> [EXERCISE PROMPT] Arrange every line of the entries below as a Markdown table with two columns, No. and Line: No. numbers each row and Line holds the line. Leave out blank lines.

> [DATA SECTION]
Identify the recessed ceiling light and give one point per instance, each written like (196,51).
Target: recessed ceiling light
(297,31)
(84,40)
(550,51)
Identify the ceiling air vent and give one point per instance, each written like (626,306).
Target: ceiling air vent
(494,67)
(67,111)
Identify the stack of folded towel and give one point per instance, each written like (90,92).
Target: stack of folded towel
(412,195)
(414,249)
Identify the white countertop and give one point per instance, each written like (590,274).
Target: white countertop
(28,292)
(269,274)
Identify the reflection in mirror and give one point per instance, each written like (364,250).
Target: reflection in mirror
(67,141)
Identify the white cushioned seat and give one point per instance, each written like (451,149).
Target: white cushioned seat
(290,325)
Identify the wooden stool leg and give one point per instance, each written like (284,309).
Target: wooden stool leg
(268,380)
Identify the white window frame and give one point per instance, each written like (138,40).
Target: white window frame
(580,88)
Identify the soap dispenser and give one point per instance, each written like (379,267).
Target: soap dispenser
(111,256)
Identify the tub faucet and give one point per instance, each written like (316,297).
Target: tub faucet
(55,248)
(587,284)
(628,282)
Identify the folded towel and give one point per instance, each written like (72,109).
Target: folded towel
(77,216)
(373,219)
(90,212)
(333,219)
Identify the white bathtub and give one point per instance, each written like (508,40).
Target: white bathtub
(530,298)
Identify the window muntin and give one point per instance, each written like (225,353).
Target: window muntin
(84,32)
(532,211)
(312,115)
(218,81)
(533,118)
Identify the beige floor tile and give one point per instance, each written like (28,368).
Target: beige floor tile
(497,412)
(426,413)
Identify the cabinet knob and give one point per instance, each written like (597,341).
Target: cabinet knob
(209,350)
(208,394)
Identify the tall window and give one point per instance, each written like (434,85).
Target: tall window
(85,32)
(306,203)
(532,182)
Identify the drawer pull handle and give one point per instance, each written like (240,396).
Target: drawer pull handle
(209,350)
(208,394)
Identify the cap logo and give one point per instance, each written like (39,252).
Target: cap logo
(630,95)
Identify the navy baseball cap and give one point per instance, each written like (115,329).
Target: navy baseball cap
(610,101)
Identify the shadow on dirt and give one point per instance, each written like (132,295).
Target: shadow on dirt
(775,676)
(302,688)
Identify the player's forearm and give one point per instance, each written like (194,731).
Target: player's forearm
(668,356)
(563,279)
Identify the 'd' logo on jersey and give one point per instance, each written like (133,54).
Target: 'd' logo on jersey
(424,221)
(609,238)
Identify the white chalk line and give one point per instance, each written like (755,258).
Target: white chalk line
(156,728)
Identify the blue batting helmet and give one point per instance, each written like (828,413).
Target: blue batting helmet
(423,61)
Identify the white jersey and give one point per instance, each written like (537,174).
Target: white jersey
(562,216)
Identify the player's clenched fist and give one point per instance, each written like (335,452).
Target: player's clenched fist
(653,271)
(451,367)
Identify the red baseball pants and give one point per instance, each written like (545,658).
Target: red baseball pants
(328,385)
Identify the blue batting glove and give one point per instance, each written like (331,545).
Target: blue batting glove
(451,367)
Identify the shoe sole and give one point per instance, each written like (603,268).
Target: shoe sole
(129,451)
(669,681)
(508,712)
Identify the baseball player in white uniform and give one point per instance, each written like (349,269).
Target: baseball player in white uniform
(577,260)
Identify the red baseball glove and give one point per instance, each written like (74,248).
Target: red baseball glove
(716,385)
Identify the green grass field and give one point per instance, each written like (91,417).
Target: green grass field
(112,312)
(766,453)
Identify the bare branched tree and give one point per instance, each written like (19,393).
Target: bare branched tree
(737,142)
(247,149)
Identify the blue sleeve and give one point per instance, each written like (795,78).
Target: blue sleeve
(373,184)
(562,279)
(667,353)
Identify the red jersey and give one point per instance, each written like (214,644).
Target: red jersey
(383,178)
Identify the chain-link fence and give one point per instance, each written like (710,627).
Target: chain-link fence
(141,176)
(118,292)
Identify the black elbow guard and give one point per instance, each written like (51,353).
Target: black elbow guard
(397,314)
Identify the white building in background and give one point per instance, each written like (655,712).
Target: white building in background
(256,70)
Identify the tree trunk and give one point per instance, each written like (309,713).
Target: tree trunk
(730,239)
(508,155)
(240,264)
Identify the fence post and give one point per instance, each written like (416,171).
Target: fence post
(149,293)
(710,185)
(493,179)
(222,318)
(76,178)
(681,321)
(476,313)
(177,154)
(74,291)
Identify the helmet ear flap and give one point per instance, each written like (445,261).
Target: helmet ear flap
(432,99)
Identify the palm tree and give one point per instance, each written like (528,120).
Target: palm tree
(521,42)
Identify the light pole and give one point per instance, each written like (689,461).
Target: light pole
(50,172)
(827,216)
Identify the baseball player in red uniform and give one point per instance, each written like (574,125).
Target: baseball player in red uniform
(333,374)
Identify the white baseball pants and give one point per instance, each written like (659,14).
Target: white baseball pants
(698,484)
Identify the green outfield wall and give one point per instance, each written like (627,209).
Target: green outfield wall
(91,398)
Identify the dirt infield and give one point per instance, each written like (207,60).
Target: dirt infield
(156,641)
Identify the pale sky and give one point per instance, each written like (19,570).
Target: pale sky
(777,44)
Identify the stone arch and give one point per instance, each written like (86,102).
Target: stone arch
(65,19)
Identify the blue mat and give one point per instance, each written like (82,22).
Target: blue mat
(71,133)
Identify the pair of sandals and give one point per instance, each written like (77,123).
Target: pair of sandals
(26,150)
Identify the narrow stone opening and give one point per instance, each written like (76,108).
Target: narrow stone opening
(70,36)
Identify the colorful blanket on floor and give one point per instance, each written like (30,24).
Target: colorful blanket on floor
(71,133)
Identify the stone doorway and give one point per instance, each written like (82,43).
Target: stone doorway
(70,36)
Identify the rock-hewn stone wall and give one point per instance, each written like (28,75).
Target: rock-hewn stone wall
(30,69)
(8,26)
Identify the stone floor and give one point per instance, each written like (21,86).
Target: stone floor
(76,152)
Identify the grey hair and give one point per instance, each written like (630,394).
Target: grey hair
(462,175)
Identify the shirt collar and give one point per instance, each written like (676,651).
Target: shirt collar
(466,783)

> [REPLY]
| No. | Line |
|---|---|
| 1 | Identify the recessed ceiling light and give one point per instance, each written like (196,51). |
| 2 | Target: recessed ceiling light |
| 3 | (297,31) |
| 4 | (84,40) |
| 5 | (550,51) |
| 6 | Identify the ceiling air vent and give one point per instance, each written like (626,306). |
| 7 | Target: ceiling air vent |
| 8 | (494,67) |
| 9 | (67,111) |
| 10 | Identify the stack of folded towel and give one point per instance, each written like (90,92). |
| 11 | Target: stack of folded towel |
| 12 | (412,195) |
| 13 | (414,249) |
| 14 | Identify the white countertop and give one point per instance, each written like (590,274). |
| 15 | Target: white countertop |
| 16 | (28,292) |
| 17 | (269,274) |
| 18 | Identify the reflection in mirror and give one point per instance, each written like (364,250). |
| 19 | Target: reflection in mirror |
| 20 | (67,141) |
| 21 | Identify the white cushioned seat and give one point per instance, each written like (451,149). |
| 22 | Target: white cushioned seat |
| 23 | (290,325) |
| 24 | Identify the wooden stool leg and give one point per instance, each written like (284,309). |
| 25 | Target: wooden stool leg |
| 26 | (268,380) |
| 27 | Identify the white window frame and give one point per instance, each written like (138,40). |
| 28 | Target: white window frame |
| 29 | (580,88) |
| 30 | Identify the soap dispenser and give one point per instance, each written like (379,267). |
| 31 | Target: soap dispenser |
| 32 | (111,256) |
| 33 | Identify the tub faucet and give one point per instance, each written like (316,297). |
| 34 | Target: tub faucet |
| 35 | (55,248) |
| 36 | (587,284) |
| 37 | (628,282) |
| 38 | Identify the folded towel and give one point per instance, each written like (72,109). |
| 39 | Target: folded towel |
| 40 | (77,216) |
| 41 | (373,219) |
| 42 | (90,212) |
| 43 | (333,219) |
| 44 | Identify the white bathtub and give one point per instance, each written like (508,40). |
| 45 | Target: white bathtub |
| 46 | (530,298) |
| 47 | Identify the window muntin and give one point per instance, each written like (225,353). |
| 48 | Target: window muntin |
| 49 | (84,32) |
| 50 | (532,211) |
| 51 | (312,115) |
| 52 | (218,81) |
| 53 | (533,118) |
| 54 | Identify the beige floor tile and give one point per instance, each written like (28,368). |
| 55 | Target: beige floor tile |
| 56 | (497,412) |
| 57 | (426,413) |
| 58 | Identify the cabinet knob and give one point per instance, each written like (597,341). |
| 59 | Target: cabinet knob |
| 60 | (209,350) |
| 61 | (208,394) |
| 62 | Identify the tall window and give one point per instance, each written like (434,85). |
| 63 | Target: tall window |
| 64 | (85,32) |
| 65 | (306,203) |
| 66 | (532,182) |
| 67 | Identify the drawer pull handle and give one point per instance, each written like (240,396). |
| 68 | Target: drawer pull handle |
| 69 | (209,350) |
| 70 | (208,394) |
| 71 | Identify the cap logo and give one point per instance, each written like (39,252). |
| 72 | Target: cap logo |
| 73 | (630,95) |
| 74 | Identify the navy baseball cap and give one point per instance, each written like (115,329). |
| 75 | Target: navy baseball cap |
| 76 | (610,101) |
| 77 | Identify the shadow on dirt and give one point per instance, each written like (132,295). |
| 78 | Target: shadow on dirt |
| 79 | (775,676) |
| 80 | (302,688) |
| 81 | Identify the player's forearm and give one point per instance, each written like (194,731). |
| 82 | Target: player's forearm |
| 83 | (668,356) |
| 84 | (563,279) |
| 85 | Identify the 'd' logo on jersey and give one point per instance, each written like (133,54). |
| 86 | Target: 'd' logo on jersey |
| 87 | (424,221) |
| 88 | (609,238) |
| 89 | Identify the white chalk line and give one point per instance, each written like (755,258). |
| 90 | Target: white chalk line |
| 91 | (156,728) |
| 92 | Identify the blue batting helmet and give one point per instance, each written like (828,413). |
| 93 | Target: blue batting helmet |
| 94 | (423,61) |
| 95 | Identify the white jersey and give one point per instance, each written like (537,174). |
| 96 | Target: white jersey |
| 97 | (562,216) |
| 98 | Identify the player's clenched fist and give one point per instance, each written like (335,452). |
| 99 | Target: player's clenched fist |
| 100 | (653,271) |
| 101 | (451,367) |
| 102 | Identify the red baseball pants and give one point per instance, each written like (545,658). |
| 103 | Target: red baseball pants |
| 104 | (328,385) |
| 105 | Identify the blue batting glove and give one point per instance, each written like (331,545). |
| 106 | Target: blue batting glove |
| 107 | (451,367) |
| 108 | Identify the shoe sole and give one point per instance, each written like (603,268). |
| 109 | Target: shoe sole |
| 110 | (129,451) |
| 111 | (669,681) |
| 112 | (508,712) |
| 113 | Identify the baseball player in white uniform and give one point per instance, each written like (349,269). |
| 114 | Target: baseball player in white uniform |
| 115 | (577,260) |
| 116 | Identify the red baseball glove and give one point per instance, each written like (74,248). |
| 117 | Target: red baseball glove |
| 118 | (716,385) |
| 119 | Identify the green grass field and give one point per instance, each written like (91,417). |
| 120 | Target: green grass field |
| 121 | (112,312) |
| 122 | (766,453) |
| 123 | Identify the bare branched tree and give one point per instance, each written like (19,393). |
| 124 | Target: bare branched tree |
| 125 | (737,142) |
| 126 | (247,149) |
| 127 | Identify the blue sleeve and give one point per instance, each written like (795,78). |
| 128 | Target: blue sleeve |
| 129 | (373,184) |
| 130 | (562,279) |
| 131 | (667,353) |
| 132 | Identify the red jersey and give one point per instance, each written like (214,644). |
| 133 | Target: red jersey |
| 134 | (383,178) |
| 135 | Identify the chain-link fence and give one point per instance, each written like (710,627). |
| 136 | Target: chain-link fence |
| 137 | (141,176) |
| 138 | (118,292) |
| 139 | Identify the black elbow guard and give one point per instance, each written like (51,353). |
| 140 | Target: black elbow guard |
| 141 | (397,314) |
| 142 | Identify the white building in background and give one point per instance, each written like (655,712). |
| 143 | Target: white building in background |
| 144 | (256,70) |
| 145 | Identify the tree trunk and give one point per instance, each written like (309,713). |
| 146 | Target: tree trunk |
| 147 | (730,239) |
| 148 | (508,155) |
| 149 | (240,264) |
| 150 | Identify the fence post and give one point per instance, each written like (416,171). |
| 151 | Target: fence post |
| 152 | (149,293) |
| 153 | (710,185) |
| 154 | (493,179) |
| 155 | (222,318) |
| 156 | (76,178) |
| 157 | (681,321) |
| 158 | (476,313) |
| 159 | (177,154) |
| 160 | (74,291) |
| 161 | Identify the helmet ear flap and give one point per instance, each written like (445,261). |
| 162 | Target: helmet ear flap |
| 163 | (432,99) |
| 164 | Identify the palm tree and give one point per instance, each written like (528,120). |
| 165 | Target: palm tree |
| 166 | (521,42) |
| 167 | Identify the light pole and give one point per instance, each written like (689,461). |
| 168 | Target: light pole |
| 169 | (50,172) |
| 170 | (827,216) |
| 171 | Identify the baseball player in red uniform and give one point per instance, each written like (574,125). |
| 172 | Target: baseball player in red uniform |
| 173 | (333,374) |
| 174 | Identify the white baseball pants and give one point per instance, each written like (659,14). |
| 175 | Target: white baseball pants |
| 176 | (698,484) |
| 177 | Identify the green outfield wall and give one point per instance, each written like (627,209). |
| 178 | Target: green outfield wall |
| 179 | (91,398) |
| 180 | Identify the dirt infield and give one point per instance, each written like (207,60). |
| 181 | Target: dirt infield |
| 182 | (156,641) |
| 183 | Identify the pale sky and give one point per instance, each written like (19,570). |
| 184 | Target: pale sky |
| 185 | (777,44) |
| 186 | Identify the stone arch and give one point per instance, each written like (86,102). |
| 187 | Target: stone arch |
| 188 | (65,19) |
| 189 | Identify the blue mat and give one point per instance, each written like (82,22). |
| 190 | Target: blue mat |
| 191 | (71,133) |
| 192 | Identify the pair of sandals and give one point per instance, each written like (77,123). |
| 193 | Target: pair of sandals |
| 194 | (26,150) |
| 195 | Identify the narrow stone opening and give one point per instance, each written like (76,108). |
| 196 | Target: narrow stone opening |
| 197 | (70,36) |
| 198 | Identify the colorful blanket on floor and give one point per instance, each written like (30,24). |
| 199 | Target: colorful blanket on floor |
| 200 | (71,133) |
| 201 | Identify the stone doorway and give one point per instance, each written like (82,43). |
| 202 | Target: stone doorway |
| 203 | (70,36) |
| 204 | Identify the rock-hewn stone wall and give one point per instance, each written like (28,75). |
| 205 | Target: rock-hewn stone wall |
| 206 | (30,69) |
| 207 | (8,26) |
| 208 | Identify the stone floor and give one point per instance, each written like (21,86). |
| 209 | Target: stone floor |
| 210 | (76,152) |
| 211 | Identify the grey hair and give one point per instance, each written like (630,394). |
| 212 | Target: grey hair |
| 213 | (462,175) |
| 214 | Identify the shirt collar and give one point per instance, each written like (676,651). |
| 215 | Target: shirt collar |
| 216 | (466,783) |